→ **Required action A**: According to the CRE comments text, on what date did the Center for Regulatory Effectiveness file its comments on the proposed Worker Protection Standards?
→ **Required action B**: Reproduce the CRE comments text verbatim, from "EPA’s WPS statements" up to and including "Agency’s Cost-Benefit analysis.".

→ **Text**:
+-------+

CRE Comments on EPA’s Proposed Worker Protection Standards for Pesticides
On July 28, 2014, the Center for Regulatory Effectiveness filed comments on EPA’s proposed Worker Protection Standards for pesticides. CRE’s comments included the following Executive Summary:
“EPA repeatedly states that reduction of human chronic disease from pesticide exposure is one of the primary WPS benefits. Yet even EPA admits there is no record showing that pesticide exposure as currently regulated causes chronic disease.
EPA also repeatedly states that there is an association between chronic human disease and ‘generalized’ pesticide exposure. The WPS’ blanket indictment of all pesticide exposure is irreconcilable with EPA’s conclusions during FIFRA registrations that individual pesticides do not pose any significant risk of human chronic disease.
EPA’s WPS statements about pesticides and chronic disease are inaccurate, misleading, unreliable, biased, and not based on reproducible studies. They violate EPA’s Information Quality Act (“IQA”) Guidelines and EPA’s other data requirements for pesticides. EPA should revise these statements to clearly and unequivocally state that there is no scientifically supportable correlation between worker pesticide exposure, as currently regulated, and chronic disease. Any chronic disease concerns are adequately addressed during pesticide registrations. Consequently, there is no rational basis for counting reduction of chronic disease as a benefit of the WPS, and there is no rational basis for the Agency’s Cost-Benefit analysis.
EPA needs a new Information Collection Request (“ICR”) under the Paperwork Reduction Act (“PRA”) for the WPS. This new ICR is not enforceable unless and until it is approved by the Office of Management and Budget (“OMB”). OMB is withholding approval of this new ICR until OMB has reviewed EPA’s response to comments on the WPS. CRE’s comments demonstrate that OMB should not approve this new ICR because the ICR and WPS do not meet IQA Guidelines; they do not meet EPA’s other data requirements for pesticides; and they lack practical utility.
EPA’s cost benefit analysis for the WPS cannot support these rules because the analysis does not meet IQA Guidelines, and does not comply with OMB Guidance. There is no valid cost benefit analysis supporting the WPS, and the WPS should not be promulgated as final rules.”

+-------+

(Referring-expression pointing data)
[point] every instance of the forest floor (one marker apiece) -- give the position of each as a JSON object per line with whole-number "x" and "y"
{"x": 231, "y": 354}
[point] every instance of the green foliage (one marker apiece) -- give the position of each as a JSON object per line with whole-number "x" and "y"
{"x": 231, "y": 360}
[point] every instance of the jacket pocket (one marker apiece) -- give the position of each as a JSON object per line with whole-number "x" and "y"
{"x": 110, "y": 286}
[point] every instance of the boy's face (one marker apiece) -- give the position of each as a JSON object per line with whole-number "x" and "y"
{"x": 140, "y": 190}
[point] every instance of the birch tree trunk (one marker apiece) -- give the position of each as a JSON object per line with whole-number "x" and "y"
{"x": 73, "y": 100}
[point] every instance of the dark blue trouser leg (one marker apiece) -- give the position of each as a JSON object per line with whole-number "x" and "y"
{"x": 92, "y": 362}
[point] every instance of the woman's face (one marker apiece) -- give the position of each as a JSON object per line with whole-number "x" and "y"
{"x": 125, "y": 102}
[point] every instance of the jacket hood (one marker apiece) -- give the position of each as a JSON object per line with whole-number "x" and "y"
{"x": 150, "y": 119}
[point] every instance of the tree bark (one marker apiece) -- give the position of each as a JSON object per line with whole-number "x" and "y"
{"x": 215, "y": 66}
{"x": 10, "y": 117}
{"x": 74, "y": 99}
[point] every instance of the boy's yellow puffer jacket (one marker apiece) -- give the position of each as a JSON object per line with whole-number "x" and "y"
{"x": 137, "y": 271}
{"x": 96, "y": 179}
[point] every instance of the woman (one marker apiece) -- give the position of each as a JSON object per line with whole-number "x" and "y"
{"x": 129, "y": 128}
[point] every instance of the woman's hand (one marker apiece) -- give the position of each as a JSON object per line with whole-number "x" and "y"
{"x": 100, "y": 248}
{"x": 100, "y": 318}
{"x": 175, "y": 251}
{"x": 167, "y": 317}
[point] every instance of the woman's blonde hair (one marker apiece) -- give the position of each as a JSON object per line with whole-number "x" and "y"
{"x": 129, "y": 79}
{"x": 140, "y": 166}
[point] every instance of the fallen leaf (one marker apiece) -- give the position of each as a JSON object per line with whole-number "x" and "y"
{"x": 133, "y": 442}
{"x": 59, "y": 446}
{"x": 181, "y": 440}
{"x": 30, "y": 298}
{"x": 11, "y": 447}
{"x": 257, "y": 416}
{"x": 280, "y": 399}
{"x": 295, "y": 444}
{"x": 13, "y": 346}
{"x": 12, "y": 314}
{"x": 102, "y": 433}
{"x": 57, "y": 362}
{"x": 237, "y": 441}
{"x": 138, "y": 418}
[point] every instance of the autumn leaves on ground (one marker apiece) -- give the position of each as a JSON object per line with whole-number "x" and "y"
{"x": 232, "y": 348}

+-------+

→ **Task response A**: July 28, 2014.

→ **Task response B**:
EPA’s WPS statements about pesticides and chronic disease are inaccurate, misleading, unreliable, biased, and not based on reproducible studies. They violate EPA’s Information Quality Act (“IQA”) Guidelines and EPA’s other data requirements for pesticides. EPA should revise these statements to clearly and unequivocally state that there is no scientifically supportable correlation between worker pesticide exposure, as currently regulated, and chronic disease. Any chronic disease concerns are adequately addressed during pesticide registrations. Consequently, there is no rational basis for counting reduction of chronic disease as a benefit of the WPS, and there is no rational basis for the Agency’s Cost-Benefit analysis.